» Document excerpt
-=-=-

# Non-negativity of interaction information for special trivariate case

Consider a discrete trivariate distribution $$P(X_1, X_2, Y)$$, which satisfies $$p(x_1, x_2, y) = \min( p(x_1,y), p(x_2,y) ),$$ for all $$x_1$$ and $$x_2$$ for which $$p(x_1, x_2) > 0$$ and for all values of $$y$$ (including those at which $$p(x_1, x_2, y) = 0$$). I am trying to show that then the interaction-information is non-negative $$I(X_1;Y) + I(X_2;Y) - I(X_1 X_2;Y) \ge 0$$

I need either a rigorous proof or, alternatively, a counterexample that disproves the theorem.

-=-=-

» Data block
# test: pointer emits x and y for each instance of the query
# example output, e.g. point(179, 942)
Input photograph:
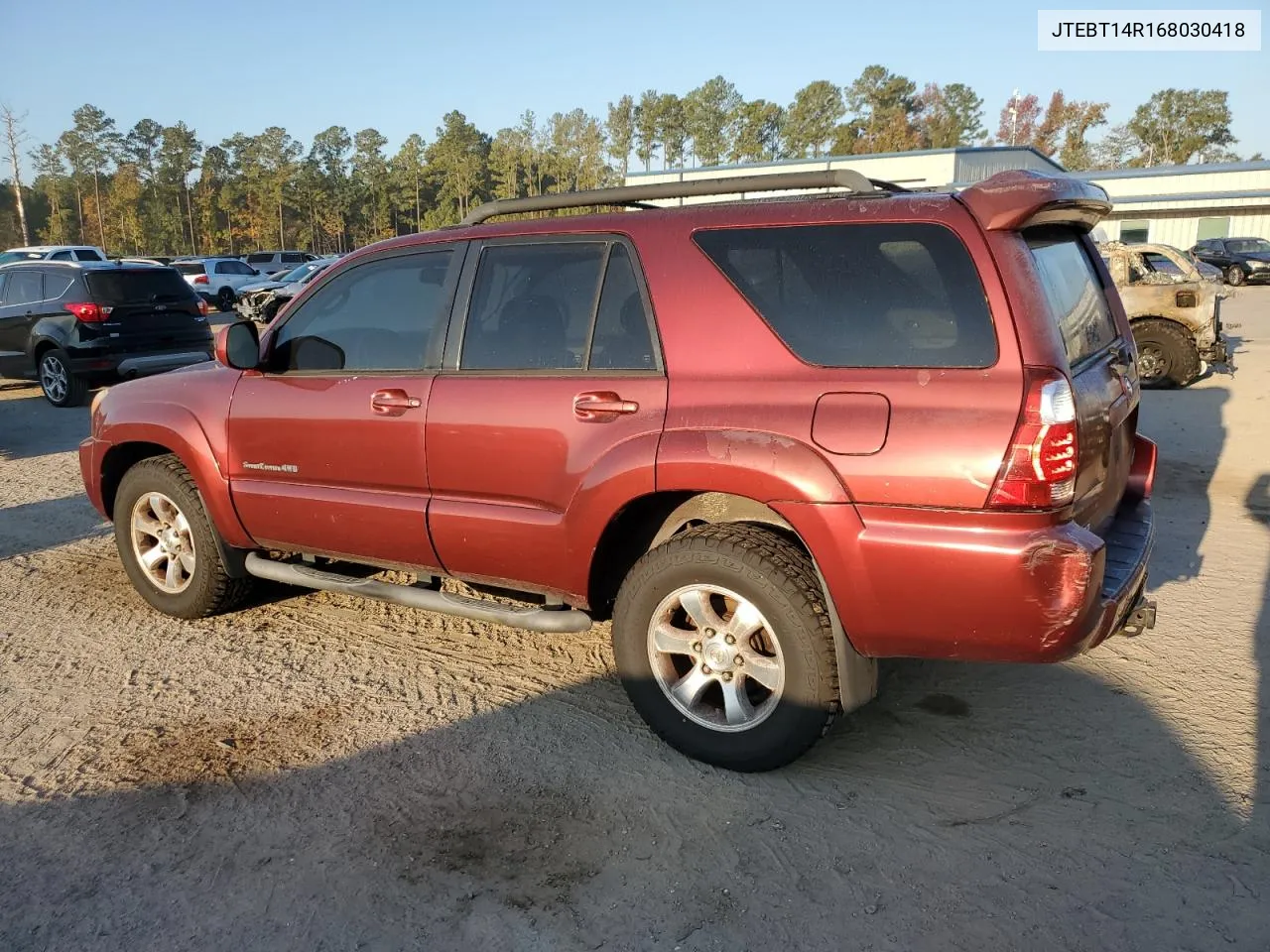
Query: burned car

-=-=-

» Tasks to carry out
A. Restate the interaction-information question starting with "Consider a discrete" and going on through "disproves the theorem.", swapping "rigorous proof" for "formal proof".
B. Decide whether each statement agrees with the interaction-information question, answering yes or no and quoting the words that settle it: (i) The condition must hold for every value of $$y$$, including values at which $$p(x_1, x_2, y) = 0$$. (ii) The distribution under study is continuous. (iii) The poster will accept only a rigorous proof.
C. Pick up the interaction-information question and carry it on after its final sentence.

» Final answers
A.
Consider a discrete trivariate distribution $$P(X_1, X_2, Y)$$, which satisfies $$p(x_1, x_2, y) = \min( p(x_1,y), p(x_2,y) ),$$ for all $$x_1$$ and $$x_2$$ for which $$p(x_1, x_2) > 0$$ and for all values of $$y$$ (including those at which $$p(x_1, x_2, y) = 0$$). I am trying to show that then the interaction-information is non-negative $$I(X_1;Y) + I(X_2;Y) - I(X_1 X_2;Y) \ge 0$$

I need either a formal proof or, alternatively, a counterexample that disproves the theorem.

B.
(i) Yes: "for all values of $$y$$ (including those at which $$p(x_1, x_2, y) = 0$$)".
(ii) No: "Consider a discrete trivariate distribution".
(iii) No: "I need either a rigorous proof or, alternatively, a counterexample that disproves the theorem."

C.
Addendum 1: I use the shorthand notation $$p(x_1, x_2, y) := P(X_1=x_1, X_2 = x_2, Y=y)$$

Addendum 2: for a similar inequality and its proof see here. This might provide some inspiration. For theoretical references on non-Shannon inequalities see here and here.

Addendum 3: Note that the canonical example of negative interaction-information, the XOR gate, does not satisfy the theorem hypothesis. For the XOR gate $$p(x_1, x_2, y) = \min \left( \ p(x_1,y), \ p(x_2,y) \ \right)$$ holds for all $$x_1, x_2, y$$ such that $$p(x_1, x_2, y)>0$$ but not for all $$y$$ once we pick $$x_1, x_2$$ points for which $$p(x_1, x_2)>0$$, i.e. also the $$y$$s for which $$p(x_1, x_2, y)=0$$.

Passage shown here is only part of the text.